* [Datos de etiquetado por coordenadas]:
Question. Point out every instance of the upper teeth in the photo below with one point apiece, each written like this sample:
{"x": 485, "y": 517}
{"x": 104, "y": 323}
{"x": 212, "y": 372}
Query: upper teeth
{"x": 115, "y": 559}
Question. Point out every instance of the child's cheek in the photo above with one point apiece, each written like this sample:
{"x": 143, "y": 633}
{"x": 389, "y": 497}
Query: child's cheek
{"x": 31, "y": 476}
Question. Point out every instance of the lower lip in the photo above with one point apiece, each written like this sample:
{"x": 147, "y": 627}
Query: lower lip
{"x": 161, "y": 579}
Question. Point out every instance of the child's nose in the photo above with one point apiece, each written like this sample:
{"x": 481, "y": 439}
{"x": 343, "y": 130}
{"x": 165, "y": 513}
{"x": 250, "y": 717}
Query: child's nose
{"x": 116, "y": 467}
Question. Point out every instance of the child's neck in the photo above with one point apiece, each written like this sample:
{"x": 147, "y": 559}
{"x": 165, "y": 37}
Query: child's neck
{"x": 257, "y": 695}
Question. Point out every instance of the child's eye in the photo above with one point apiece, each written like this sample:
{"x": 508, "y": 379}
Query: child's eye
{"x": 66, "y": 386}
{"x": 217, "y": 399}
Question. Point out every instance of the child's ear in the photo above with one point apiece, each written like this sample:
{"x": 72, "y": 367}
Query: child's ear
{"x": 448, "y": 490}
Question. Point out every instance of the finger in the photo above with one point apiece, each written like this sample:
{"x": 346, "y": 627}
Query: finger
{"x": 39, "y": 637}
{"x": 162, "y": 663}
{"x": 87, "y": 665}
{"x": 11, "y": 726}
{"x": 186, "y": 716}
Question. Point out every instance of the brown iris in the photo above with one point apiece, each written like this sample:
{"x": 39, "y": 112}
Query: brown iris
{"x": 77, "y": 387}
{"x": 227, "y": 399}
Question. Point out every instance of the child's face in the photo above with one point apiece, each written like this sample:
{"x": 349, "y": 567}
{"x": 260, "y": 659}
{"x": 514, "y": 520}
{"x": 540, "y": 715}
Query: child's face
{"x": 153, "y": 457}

* [TAREA ASIGNADA]:
¿Me devuelves todas las líneas del material de arriba, sin cambiar nada?

* [RESPUESTA]:
Question. Point out every instance of the upper teeth in the photo below with one point apiece, each written like this sample:
{"x": 485, "y": 517}
{"x": 104, "y": 323}
{"x": 212, "y": 372}
Query: upper teeth
{"x": 115, "y": 559}
Question. Point out every instance of the child's cheek in the photo above with one point apiece, each written like this sample:
{"x": 143, "y": 633}
{"x": 389, "y": 497}
Query: child's cheek
{"x": 31, "y": 476}
Question. Point out every instance of the lower lip in the photo above with one point apiece, each written like this sample:
{"x": 147, "y": 627}
Query: lower lip
{"x": 161, "y": 579}
Question. Point out every instance of the child's nose in the photo above with one point apiece, each written like this sample:
{"x": 481, "y": 439}
{"x": 343, "y": 130}
{"x": 165, "y": 513}
{"x": 250, "y": 717}
Query: child's nose
{"x": 116, "y": 467}
Question. Point out every instance of the child's neck in the photo above with one point apiece, each written like this sample:
{"x": 147, "y": 559}
{"x": 165, "y": 37}
Query: child's neck
{"x": 257, "y": 695}
Question. Point out every instance of the child's eye in the photo above with one point apiece, each written like this sample:
{"x": 508, "y": 379}
Query: child's eye
{"x": 66, "y": 386}
{"x": 217, "y": 399}
Question. Point out every instance of the child's ear in the photo above with one point apiece, each written like this sample:
{"x": 72, "y": 367}
Query: child's ear
{"x": 448, "y": 490}
Question. Point out every instance of the finger in the photo above with one point apiece, each written like this sample:
{"x": 346, "y": 627}
Query: finger
{"x": 39, "y": 637}
{"x": 162, "y": 663}
{"x": 87, "y": 665}
{"x": 11, "y": 726}
{"x": 186, "y": 716}
Question. Point out every instance of the brown iris in the photo above with one point apiece, each written like this sample:
{"x": 39, "y": 112}
Query: brown iris
{"x": 77, "y": 387}
{"x": 227, "y": 399}
Question. Point out every instance of the child's face in the photo above with one point apiece, each written like this sample:
{"x": 349, "y": 567}
{"x": 260, "y": 659}
{"x": 514, "y": 520}
{"x": 540, "y": 715}
Query: child's face
{"x": 153, "y": 457}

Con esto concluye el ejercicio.